2013-07-20 15:00:00
Deprem sonrasında kent olarak Van’ın önce ekonomik açıdan ardından da sosyal ve kültürel alanlarda yaşadığı gerileme süreci kentin medyasından, futboluna, sanayicisinden, üniversitesine kadar her alanda etkisini göstermişti. Büyükşehirle birlikte yeniden toparlanmaya başlayan bu dinamiklerin, dönemin gereklerini yerine getirerek yönetildiği takdirde kaldığı yerden daha bir ivme kazanarak hızlanması mümkündür.
Bursa- Gaziantep-Kayseri-Denizli-Antalya gibi pek çok kentin son yirmi yıl içerisinde yaşadığı büyük dönüşüm sonrasında futbol kulüpleriyle birlikte pek çok markayı ortaya çıkartmaları, bu kentlerin her alanda atılım yapmalarına olanak sağlamıştır. Futbol da bu alanlardan bir tanesi olarak temsil açısından çok önemli bir araçtır. Öyle ki bir kentin şekillenmesinde ve diğer kentlerle rekabet edebilmesinin yollarından biri de futbol takımından geçmektedir. Süper Ligde takımı olmayan kentlerin gelişmişlik düzeylerine rağmen geride kalması kaçınılmaz bir durum olarak ortaya çıktığı gibi tam terside söz konusudur.
Belediye Vanspor, 20 Temmuzda olağanüstü genel kurul gündemiyle toplanacak. 3. Grupta birbirinden zorlu rakipler bizleri beklerken, kongredeki sonuca göre takımın bu yılki kaderi çizilecek. Türkiye’de olağanüstü kongreler nedense çok olağan algılanır. Neredeyse tüm dernekler kulüpler hep olağanüstü toplanır. Toplanırda ne olur? Değişen pek bir şey olmadığı gibi işler daha da karışır. Umarız genel kurul toplantısında Van’ın tek profesyonel takımı için geleceğe yönelik net hedefler ortaya konulur. Belki isim değişikliği de gündeme gelebilir ‘‘BŞB Vanspor’’ gibi.

Görev listesi:
• A. Van ve Belediye Vanspor üzerine olan yazıyı iki cümleyle özetleyin.
• B. Van ve Belediye Vanspor hakkındaki yazıyı kaldığı yerden alıp sürdürün.

Kayıt listesi:
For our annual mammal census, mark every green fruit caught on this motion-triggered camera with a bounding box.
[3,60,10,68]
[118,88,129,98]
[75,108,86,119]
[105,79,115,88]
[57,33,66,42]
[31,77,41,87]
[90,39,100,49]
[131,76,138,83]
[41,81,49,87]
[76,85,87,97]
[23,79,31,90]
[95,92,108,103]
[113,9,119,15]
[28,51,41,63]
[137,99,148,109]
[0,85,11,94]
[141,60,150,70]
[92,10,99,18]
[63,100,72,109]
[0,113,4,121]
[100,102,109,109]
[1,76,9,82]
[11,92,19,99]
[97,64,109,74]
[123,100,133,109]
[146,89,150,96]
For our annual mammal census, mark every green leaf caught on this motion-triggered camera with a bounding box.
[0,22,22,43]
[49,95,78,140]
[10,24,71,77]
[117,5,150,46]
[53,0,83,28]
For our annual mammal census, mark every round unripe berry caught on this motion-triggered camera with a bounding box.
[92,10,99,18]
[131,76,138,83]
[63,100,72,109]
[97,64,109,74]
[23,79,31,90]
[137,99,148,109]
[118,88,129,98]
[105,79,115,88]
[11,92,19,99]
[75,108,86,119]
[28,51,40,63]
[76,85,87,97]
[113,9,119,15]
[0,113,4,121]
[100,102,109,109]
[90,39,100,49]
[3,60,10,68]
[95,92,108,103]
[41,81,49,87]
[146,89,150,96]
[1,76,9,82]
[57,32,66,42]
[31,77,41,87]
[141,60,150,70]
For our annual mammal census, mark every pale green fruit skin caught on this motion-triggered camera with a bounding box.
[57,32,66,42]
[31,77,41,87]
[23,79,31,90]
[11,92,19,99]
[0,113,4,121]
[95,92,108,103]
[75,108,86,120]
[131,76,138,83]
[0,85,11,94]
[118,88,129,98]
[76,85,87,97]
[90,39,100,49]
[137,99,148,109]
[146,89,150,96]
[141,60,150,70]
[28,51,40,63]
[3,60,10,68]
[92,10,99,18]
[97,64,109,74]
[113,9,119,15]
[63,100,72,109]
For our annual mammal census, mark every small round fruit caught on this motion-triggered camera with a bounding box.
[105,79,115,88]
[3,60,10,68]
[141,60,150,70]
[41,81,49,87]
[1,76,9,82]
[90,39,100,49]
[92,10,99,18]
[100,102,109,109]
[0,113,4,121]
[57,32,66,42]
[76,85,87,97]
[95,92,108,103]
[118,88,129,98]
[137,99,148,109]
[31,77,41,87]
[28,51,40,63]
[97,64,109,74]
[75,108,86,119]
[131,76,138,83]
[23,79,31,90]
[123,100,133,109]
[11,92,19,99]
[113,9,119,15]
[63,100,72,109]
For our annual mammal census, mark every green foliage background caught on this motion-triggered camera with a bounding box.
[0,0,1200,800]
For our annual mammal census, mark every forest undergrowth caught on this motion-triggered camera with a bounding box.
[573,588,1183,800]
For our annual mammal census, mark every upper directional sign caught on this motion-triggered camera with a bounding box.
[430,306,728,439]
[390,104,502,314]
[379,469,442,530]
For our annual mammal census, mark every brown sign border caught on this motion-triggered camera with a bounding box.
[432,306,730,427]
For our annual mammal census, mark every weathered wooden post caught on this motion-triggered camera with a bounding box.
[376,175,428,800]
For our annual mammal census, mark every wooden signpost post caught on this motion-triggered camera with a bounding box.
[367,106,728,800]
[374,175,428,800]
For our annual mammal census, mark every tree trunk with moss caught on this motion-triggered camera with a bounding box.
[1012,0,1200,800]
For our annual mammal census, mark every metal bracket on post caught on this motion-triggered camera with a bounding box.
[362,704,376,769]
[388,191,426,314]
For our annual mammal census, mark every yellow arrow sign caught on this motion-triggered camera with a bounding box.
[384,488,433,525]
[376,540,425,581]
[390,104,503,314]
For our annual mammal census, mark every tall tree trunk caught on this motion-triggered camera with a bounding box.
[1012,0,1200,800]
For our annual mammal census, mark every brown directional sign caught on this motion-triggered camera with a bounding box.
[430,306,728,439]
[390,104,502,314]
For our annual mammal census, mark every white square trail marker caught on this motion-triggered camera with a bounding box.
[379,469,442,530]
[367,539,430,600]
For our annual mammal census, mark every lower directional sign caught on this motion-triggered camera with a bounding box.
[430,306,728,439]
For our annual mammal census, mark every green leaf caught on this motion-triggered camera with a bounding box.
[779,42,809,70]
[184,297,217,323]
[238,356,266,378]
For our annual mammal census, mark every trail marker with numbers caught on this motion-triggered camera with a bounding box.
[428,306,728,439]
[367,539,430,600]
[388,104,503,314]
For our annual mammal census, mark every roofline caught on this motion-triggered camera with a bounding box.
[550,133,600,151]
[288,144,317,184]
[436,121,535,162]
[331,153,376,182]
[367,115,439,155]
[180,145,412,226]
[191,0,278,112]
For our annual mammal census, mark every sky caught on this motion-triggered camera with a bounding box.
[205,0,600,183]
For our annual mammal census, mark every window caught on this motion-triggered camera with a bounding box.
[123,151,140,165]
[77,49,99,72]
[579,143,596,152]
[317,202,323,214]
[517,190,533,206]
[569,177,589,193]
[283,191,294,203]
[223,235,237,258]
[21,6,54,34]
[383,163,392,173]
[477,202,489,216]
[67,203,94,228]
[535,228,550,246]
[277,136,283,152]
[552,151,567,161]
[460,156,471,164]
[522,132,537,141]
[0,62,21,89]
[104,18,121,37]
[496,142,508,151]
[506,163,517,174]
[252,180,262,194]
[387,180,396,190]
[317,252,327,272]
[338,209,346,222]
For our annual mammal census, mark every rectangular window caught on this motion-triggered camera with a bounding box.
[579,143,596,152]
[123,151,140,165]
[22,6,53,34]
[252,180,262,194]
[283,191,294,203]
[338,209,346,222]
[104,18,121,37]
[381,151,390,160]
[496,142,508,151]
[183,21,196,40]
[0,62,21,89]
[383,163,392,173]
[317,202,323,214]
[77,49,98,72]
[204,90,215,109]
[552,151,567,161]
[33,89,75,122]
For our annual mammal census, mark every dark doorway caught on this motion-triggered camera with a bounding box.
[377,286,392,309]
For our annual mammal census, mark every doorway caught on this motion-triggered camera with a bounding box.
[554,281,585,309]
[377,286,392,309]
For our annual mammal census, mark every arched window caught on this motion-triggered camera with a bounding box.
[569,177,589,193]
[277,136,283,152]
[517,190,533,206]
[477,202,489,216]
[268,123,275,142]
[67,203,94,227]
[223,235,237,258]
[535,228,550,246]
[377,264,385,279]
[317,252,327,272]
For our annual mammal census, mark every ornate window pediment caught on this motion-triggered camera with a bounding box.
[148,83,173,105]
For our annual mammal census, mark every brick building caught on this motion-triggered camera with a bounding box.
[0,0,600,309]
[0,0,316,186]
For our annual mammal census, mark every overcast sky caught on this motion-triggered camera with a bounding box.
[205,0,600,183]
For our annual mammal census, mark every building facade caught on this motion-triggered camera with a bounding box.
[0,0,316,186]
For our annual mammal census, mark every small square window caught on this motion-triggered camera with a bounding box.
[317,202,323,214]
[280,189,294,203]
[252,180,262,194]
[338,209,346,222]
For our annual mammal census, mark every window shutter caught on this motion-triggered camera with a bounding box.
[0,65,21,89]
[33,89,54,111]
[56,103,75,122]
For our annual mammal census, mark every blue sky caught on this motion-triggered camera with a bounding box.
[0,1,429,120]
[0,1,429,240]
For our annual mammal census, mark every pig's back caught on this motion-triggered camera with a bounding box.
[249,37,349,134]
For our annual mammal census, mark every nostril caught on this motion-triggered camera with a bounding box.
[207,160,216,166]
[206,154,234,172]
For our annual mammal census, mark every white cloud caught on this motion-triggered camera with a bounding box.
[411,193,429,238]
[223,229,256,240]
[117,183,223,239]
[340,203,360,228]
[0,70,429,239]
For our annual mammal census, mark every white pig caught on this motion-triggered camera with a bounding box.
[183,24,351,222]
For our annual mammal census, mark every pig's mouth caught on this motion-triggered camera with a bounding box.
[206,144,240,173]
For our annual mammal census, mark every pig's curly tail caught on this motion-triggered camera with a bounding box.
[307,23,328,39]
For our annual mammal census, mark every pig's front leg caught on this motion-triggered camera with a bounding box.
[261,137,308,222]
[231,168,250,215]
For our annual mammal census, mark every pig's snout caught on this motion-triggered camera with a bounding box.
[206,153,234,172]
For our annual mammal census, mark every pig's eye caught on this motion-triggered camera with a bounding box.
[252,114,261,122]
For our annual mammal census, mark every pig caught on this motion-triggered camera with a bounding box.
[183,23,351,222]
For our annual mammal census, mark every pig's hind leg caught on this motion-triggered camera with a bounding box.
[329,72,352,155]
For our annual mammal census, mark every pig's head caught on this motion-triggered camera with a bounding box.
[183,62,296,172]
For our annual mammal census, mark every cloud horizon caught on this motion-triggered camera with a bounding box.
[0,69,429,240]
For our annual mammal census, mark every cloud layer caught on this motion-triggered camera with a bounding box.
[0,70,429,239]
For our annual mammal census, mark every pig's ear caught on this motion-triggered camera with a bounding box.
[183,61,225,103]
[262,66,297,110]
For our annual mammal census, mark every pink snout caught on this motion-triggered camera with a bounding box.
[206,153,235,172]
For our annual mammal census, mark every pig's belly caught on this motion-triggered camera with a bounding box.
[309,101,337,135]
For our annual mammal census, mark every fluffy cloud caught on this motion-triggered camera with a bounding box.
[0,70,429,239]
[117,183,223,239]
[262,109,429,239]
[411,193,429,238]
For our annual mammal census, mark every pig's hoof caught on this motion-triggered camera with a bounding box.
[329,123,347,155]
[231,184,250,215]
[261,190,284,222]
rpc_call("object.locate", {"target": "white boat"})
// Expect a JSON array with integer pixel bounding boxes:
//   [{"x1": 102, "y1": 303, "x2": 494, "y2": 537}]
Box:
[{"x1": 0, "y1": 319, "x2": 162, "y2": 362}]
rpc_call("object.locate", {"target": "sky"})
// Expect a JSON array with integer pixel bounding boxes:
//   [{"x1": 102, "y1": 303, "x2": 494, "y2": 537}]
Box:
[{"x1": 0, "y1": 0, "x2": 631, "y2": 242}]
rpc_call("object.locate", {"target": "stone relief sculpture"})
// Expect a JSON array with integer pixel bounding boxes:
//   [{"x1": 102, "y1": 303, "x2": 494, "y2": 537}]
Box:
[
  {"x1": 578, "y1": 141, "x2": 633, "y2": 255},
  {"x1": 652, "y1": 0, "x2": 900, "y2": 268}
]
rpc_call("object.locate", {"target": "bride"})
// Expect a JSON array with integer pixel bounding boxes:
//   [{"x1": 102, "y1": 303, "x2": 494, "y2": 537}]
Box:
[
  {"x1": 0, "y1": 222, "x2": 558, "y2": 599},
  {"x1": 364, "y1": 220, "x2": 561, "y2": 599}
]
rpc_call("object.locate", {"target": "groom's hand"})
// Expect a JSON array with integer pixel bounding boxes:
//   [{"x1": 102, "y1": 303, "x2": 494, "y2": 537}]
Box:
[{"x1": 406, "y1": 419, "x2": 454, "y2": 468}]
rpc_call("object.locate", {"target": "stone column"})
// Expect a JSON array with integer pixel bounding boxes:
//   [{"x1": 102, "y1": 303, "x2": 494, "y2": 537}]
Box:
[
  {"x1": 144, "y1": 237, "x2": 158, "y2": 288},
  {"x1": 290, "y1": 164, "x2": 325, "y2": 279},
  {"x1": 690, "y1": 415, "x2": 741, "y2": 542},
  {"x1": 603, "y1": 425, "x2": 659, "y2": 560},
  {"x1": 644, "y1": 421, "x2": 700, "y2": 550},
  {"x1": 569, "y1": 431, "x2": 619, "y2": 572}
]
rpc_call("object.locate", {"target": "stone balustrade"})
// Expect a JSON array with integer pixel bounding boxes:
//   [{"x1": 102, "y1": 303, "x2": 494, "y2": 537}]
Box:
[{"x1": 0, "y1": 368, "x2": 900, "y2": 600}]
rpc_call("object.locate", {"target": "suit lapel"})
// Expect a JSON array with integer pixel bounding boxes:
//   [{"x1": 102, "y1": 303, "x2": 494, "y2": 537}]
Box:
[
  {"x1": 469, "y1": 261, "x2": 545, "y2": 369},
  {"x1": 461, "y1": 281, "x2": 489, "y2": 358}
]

Görev sonuçları:
• A. Depremden sonra ekonomik, sosyal ve kültürel alanlarda gerileyen Van, büyükşehirle birlikte yeniden toparlanmaya başlamıştır ve futbol, bir kentin temsili ve başka kentlerle rekabet edebilmesi için çok önemli bir araçtır. Van'ın tek profesyonel takımı Belediye Vanspor 20 Temmuzda olağanüstü genel kurul gündemiyle toplanacak; yazıda bu toplantıda takımın geleceğine yönelik net hedeflerin ortaya konulması umuluyor.

• B.
Vanspor’un hatırladığım en coşkulu ve en net kongresi 1998 yılında yapılmıştı. Beşyol kapalı spor salonunda geniş bir katılımla başlamıştı kongre. Başkan Feridun Irak, kürsüde yönetim olarak yeni sezon için yapacaklarını uzun uzun anlattıktan sonra, 2. Lig 5. Gruptaki 9 takımı tek tek sayıp en sonda da ‘‘ ve grubun onuncu takımı 98-99 sezonunun en güçlü şampiyon adayı Vanspor’dur’’ diyerek net biçimde takımın hedefini ortaya koyup sözlerini bitirmişti. Bu sözler üzerine kapalı spor salonunu dolduran kalabalık iyice coşup şampiyonluk havasına erkenden girmişti. Sonrasında söz alan Vanspor’un amigosu İbrahim Rençber’de ‘‘Başkan çimleri sökecek futbolcu getirsin, bende tribünleri 90 dakika susturmayayım’’ diyerek bu coşkuya ortak olmuştu.
Valiliğin de desteğiyle o sezon Vanspor bir yıl aradan sonra tekrar 1.lige yükselmişti. Aslında sezona hiçte iyi başlamamıştı Vanspor. Ali Osman Renklibay’la ilk iki hafta sıfır puanla 10. sırada yer alan Vanspor’da yönetim, çok riskli bir karar vererek o zamana kadar hiç teknik direktörlük deneyimi olmayan Rıdvan Dilmen’i takımın başına tam yetkiyle getirmişti. Herkesin kuşkuyla ve merakla izlediği Dilmen’li Vanspor, sıfır puanla başladığı 3. haftadan 10. haftaya kadar ligde 7 maç boyunca hiç kaybetmeden kısa sürede zirveye kurulmuştu. Dilmenin bu başarısı ulusal basında büyük yankı bulmuş tüm spor programcılarını da Van’a çekmeyi başarmıştı. Hatta gazetelerde takımın adı Rıdvanspor diye yazılır olmuştu.
Yönetim tarafından çok iyi düşünülmüş bir tercihti Dilmen. Böylece Rıdvan Dilmen’in popülaritesi sayesinde ilgi odağı olan Van ve Vanspor hem güzel bir tanıtım yapmış hem de o sezon seyircisini gole doyurarak, enfes galibiyetlere imza atarak 2. Lig deki 50 takımı geride bırakıp şampiyonluğa uzanmıştı. Efsane başkan Feridun Irak’ta, bu mücadelesi sonunda hedefine ulaşmanın mutluluğuyla kendisiyle özdeşleşmiş 30 yıllık sakallarına son maçta sahada veda etmişti. Vanspor taraftarı olarak en mesut olduğumuz son sezonumuz işte Dilmen’li bu dönemdi. Sonrasında takımın yok olmasına kadar giden talihsiz sezonlarda hep içimizde kor gibi yandı durdu o rüya gibi mazi.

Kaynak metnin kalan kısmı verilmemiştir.